# Н.Малыгин Детская сюита "Золотой ключик"



## Vlad81 (20 Фев 2014)

Коллеги! Ищу ноты Детской сюиты "Золотой ключик" Н.Малыгина. Если есть, пришлите пожалуйста, на [email protected]


----------



## Vlad81 (23 Фев 2014)

Может, есть у кого эти ноты? Просто не видели это сообщение...


----------



## Кконстантин (24 Фев 2014)

Вопрос -- в каком сборнике опубликована эта сюита?


----------



## Vlad81 (25 Фев 2014)

В каком сборнике- не знаю, но ноты такие есть. Коллега была недавно в Костроме- там мальчик играл пьесу из этой сюиты. Она теоретик, но ей тоже очень понравилась эта музыка. Вот и ищем теперь. Существует запись в интернете этой музыки, можно послушать.


----------



## aaleshkoff (30 Авг 2017)

Уважаемые форумчане! Если у кого-нибудь есть ноты сюиты, пожалуйста, поделитесь. Буду очень благодарен! 
мой e-mail: [email protected]


----------



## VikVlDem (30 Авг 2017)

aaleshkoff писал:


> Уважаемые форумчане! Если у кого-нибудь есть ноты сюиты, пожалуйста, поделитесь. Буду очень благодарен!
> мой e-mail: [email protected]


Смотрите почту.


----------



## aaleshkoff (30 Авг 2017)

VikVlDem писал:


> Смотрите почту.


Огромное спасибо Вам!


----------



## Kosthenko (31 Авг 2017)

*   Н.МАЛЫГИН  Концертные пьесы  и обработки для баяна вып.3*

   Публикация для тех,кто по каким-либо причинам не смог скачать в соц.сети и одновременно вес данного сборника я уменьшил с 69.5Mb  до 11.8 Mb
Содержание сборника можно просмотреть увелич.изображение, кликнув один раз по скриншоту  и закрыть(выйти) тоже в один клик.
С уважением  к  поклонникам творчества *Н.Малыгина*  - Kosthenko/


----------



## aaleshkoff (31 Авг 2017)

Kosthenko писал:


> *   Н.МАЛЫГИН  Концертные пьесы  и обработки для баяна вып.3*
> 
> Публикация для тех,кто по каким-либо причинам не смог скачать в соц.сети и одновременно вес данного сборника я уменьшил с 69.5Mb  до 11.8 Mb
> Содержание сборника можно просмотреть увелич.изображение, кликнув один раз по скриншоту  и закрыть(выйти) тоже в один клик.
> С уважением до   поклонников творчества *Н.Малыгина*  - Kosthenko/


Большое спасибо за сборник и отзывчивость!


----------

### Письменное задание A
Ответьте на вопросы по фрагменту документа:
(i) В каком городе была коллега Vlad81, когда там мальчик играл пьесу из сюиты?
(ii) До какого размера Kosthenko уменьшил вес сборника?
(iii) Что спросил Кконстантин о сюите?
Текст и записи взяты из разных источников.

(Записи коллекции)
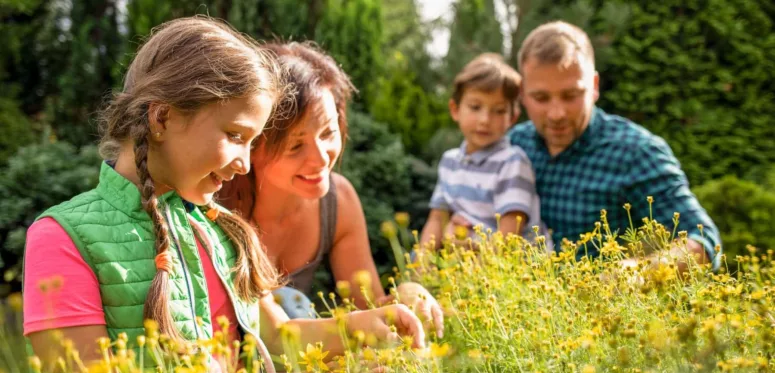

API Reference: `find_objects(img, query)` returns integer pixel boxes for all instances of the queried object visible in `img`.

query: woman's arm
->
[330,173,385,309]
[260,294,425,357]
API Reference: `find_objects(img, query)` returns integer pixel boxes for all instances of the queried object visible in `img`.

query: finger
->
[431,303,444,338]
[417,300,433,325]
[374,316,401,346]
[396,306,425,348]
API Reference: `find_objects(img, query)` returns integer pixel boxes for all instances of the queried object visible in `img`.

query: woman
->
[24,17,425,371]
[218,42,443,335]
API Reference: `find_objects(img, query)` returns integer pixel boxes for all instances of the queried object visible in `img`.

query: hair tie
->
[155,250,172,273]
[205,207,221,221]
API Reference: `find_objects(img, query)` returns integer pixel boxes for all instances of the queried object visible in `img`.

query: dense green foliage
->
[601,0,775,184]
[694,173,775,264]
[0,141,100,279]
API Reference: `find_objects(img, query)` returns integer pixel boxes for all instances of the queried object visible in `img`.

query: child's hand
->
[347,304,425,348]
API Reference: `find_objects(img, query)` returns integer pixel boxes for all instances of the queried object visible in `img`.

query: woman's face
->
[252,89,342,199]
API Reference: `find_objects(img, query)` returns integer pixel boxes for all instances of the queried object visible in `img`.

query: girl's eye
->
[228,132,242,142]
[320,130,336,139]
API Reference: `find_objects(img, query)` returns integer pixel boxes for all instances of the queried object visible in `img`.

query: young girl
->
[217,42,443,335]
[24,18,424,371]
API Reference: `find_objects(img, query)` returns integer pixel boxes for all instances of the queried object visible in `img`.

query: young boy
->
[420,53,551,248]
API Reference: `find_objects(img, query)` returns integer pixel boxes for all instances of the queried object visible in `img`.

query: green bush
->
[600,0,775,185]
[0,142,100,290]
[0,97,36,166]
[369,53,453,156]
[341,111,411,272]
[694,173,775,264]
[315,0,383,109]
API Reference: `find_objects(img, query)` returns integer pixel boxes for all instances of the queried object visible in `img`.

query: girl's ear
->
[148,102,170,141]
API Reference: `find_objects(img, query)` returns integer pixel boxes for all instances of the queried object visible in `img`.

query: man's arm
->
[625,136,721,270]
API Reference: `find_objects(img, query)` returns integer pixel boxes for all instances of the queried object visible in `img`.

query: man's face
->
[521,56,600,156]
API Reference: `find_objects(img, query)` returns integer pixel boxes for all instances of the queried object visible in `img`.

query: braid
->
[133,125,181,339]
[207,202,281,301]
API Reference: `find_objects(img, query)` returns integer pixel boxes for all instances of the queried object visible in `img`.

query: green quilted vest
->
[33,162,259,347]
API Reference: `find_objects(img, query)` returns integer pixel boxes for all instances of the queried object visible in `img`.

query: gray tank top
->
[288,178,337,296]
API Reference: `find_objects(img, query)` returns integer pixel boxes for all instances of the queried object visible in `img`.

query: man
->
[508,22,721,269]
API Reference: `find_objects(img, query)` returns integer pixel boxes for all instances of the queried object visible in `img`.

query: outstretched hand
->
[379,282,444,338]
[347,304,425,349]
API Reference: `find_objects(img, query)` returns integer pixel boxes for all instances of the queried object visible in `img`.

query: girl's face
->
[252,89,342,199]
[148,94,274,205]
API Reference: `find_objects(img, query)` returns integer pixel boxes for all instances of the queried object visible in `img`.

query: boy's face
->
[449,88,519,154]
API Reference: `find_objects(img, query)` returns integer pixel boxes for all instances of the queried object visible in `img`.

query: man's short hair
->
[518,21,595,71]
[452,53,522,106]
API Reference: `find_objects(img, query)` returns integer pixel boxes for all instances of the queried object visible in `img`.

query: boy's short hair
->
[452,53,522,108]
[517,21,595,69]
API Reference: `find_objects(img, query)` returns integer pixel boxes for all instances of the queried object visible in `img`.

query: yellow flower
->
[299,343,329,372]
[353,270,371,289]
[28,356,43,372]
[8,293,22,312]
[431,343,449,358]
[395,212,409,228]
[379,221,397,238]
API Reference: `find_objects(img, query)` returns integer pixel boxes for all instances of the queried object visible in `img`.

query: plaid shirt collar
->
[458,136,511,166]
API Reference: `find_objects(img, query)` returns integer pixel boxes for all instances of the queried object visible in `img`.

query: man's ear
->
[449,98,460,122]
[511,98,522,126]
[592,71,600,102]
[148,102,170,140]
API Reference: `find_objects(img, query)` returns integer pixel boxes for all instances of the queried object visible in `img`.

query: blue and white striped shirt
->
[430,137,550,243]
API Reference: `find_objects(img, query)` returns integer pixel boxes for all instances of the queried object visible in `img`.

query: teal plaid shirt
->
[508,108,721,268]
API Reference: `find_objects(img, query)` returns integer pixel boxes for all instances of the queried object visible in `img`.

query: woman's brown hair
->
[218,42,356,219]
[100,17,285,338]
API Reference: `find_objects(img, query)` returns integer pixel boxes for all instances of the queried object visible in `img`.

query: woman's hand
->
[378,282,444,338]
[347,304,425,349]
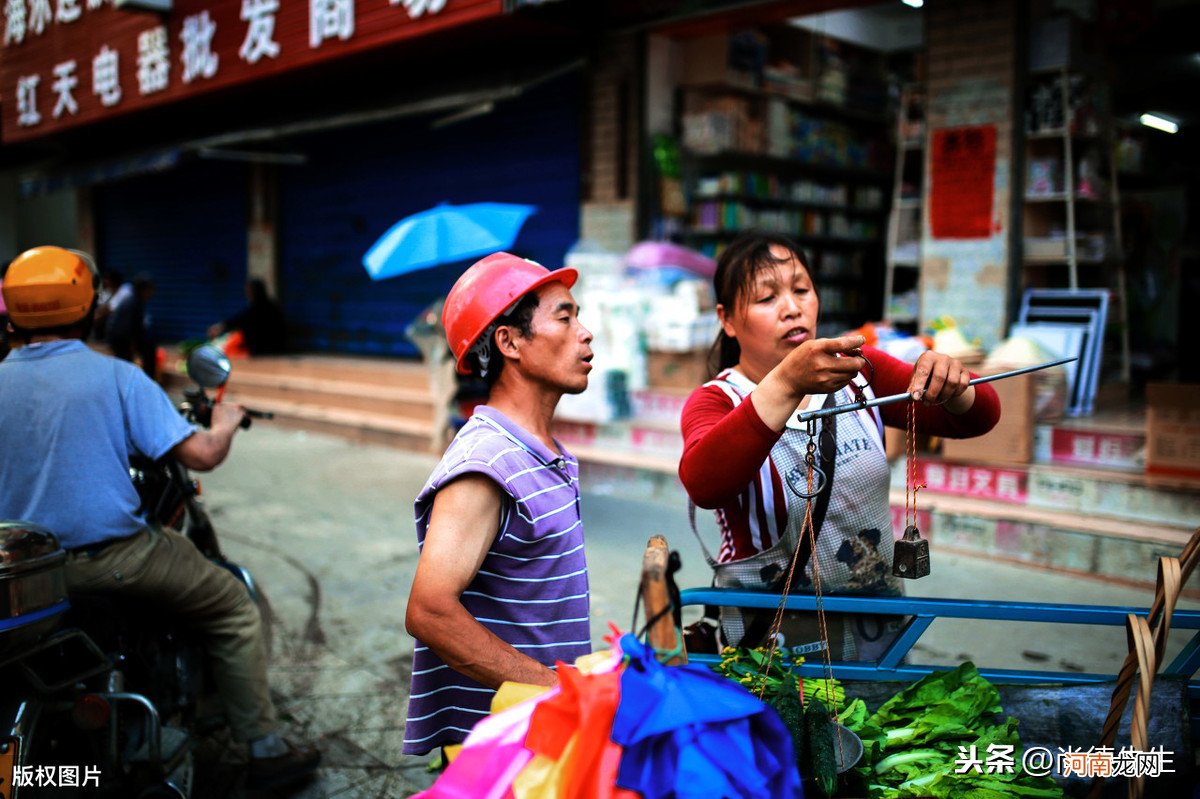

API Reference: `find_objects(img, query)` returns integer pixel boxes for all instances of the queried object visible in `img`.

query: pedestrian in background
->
[106,272,158,380]
[404,253,592,755]
[209,277,287,355]
[0,247,320,789]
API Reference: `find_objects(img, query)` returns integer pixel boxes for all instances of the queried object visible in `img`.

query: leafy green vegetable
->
[847,662,1063,799]
[800,698,838,797]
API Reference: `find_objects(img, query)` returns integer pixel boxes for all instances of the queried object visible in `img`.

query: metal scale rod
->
[798,358,1079,422]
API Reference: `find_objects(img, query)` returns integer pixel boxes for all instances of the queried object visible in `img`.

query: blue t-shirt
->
[0,340,193,549]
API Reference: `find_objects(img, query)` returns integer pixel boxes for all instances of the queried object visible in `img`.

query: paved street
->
[197,422,1195,799]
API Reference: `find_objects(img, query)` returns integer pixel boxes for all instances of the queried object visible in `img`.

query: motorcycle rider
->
[0,246,320,788]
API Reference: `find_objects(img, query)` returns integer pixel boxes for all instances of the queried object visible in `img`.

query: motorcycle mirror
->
[187,344,233,389]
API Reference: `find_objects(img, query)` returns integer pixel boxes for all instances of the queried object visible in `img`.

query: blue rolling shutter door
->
[94,161,247,342]
[280,78,580,355]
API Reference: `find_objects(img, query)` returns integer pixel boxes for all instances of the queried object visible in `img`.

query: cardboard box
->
[646,347,708,391]
[1146,383,1200,479]
[942,374,1037,465]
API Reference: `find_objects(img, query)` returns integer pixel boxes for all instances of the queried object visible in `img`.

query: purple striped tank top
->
[404,405,592,755]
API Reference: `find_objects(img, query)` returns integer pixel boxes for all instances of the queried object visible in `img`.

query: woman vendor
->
[679,233,1000,659]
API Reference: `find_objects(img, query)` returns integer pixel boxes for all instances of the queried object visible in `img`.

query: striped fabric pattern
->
[704,370,901,594]
[404,405,592,755]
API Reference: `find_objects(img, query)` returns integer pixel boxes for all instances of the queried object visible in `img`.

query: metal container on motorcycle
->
[0,521,68,656]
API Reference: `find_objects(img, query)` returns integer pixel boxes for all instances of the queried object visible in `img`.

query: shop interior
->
[562,0,1200,484]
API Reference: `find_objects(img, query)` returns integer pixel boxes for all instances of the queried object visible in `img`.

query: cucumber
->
[802,697,838,797]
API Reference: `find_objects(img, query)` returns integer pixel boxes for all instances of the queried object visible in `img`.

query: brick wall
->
[583,35,638,203]
[922,0,1022,349]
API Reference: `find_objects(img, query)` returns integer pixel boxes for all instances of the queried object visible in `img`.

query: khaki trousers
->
[66,527,276,740]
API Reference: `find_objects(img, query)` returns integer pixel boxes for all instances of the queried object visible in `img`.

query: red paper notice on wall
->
[929,125,996,239]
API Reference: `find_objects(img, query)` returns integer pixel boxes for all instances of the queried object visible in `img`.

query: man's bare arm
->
[404,475,558,687]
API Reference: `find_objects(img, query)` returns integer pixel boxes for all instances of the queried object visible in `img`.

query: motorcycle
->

### Письменное задание B
Перепишите записи, начиная с самого их начала и заканчивая строкой с «[260,294,425,357]» включительно. Замените в них «woman's arm» на «female arm», больше ничего не меняйте и изображения в ответ не включайте.

### Решение A
(i) В Костроме.
(ii) До 11.8 Mb.
(iii) В каком сборнике опубликована эта сюита.

### Решение B
API Reference: `find_objects(img, query)` returns integer pixel boxes for all instances of the queried object visible in `img`.

query: female arm
->
[330,173,385,309]
[260,294,425,357]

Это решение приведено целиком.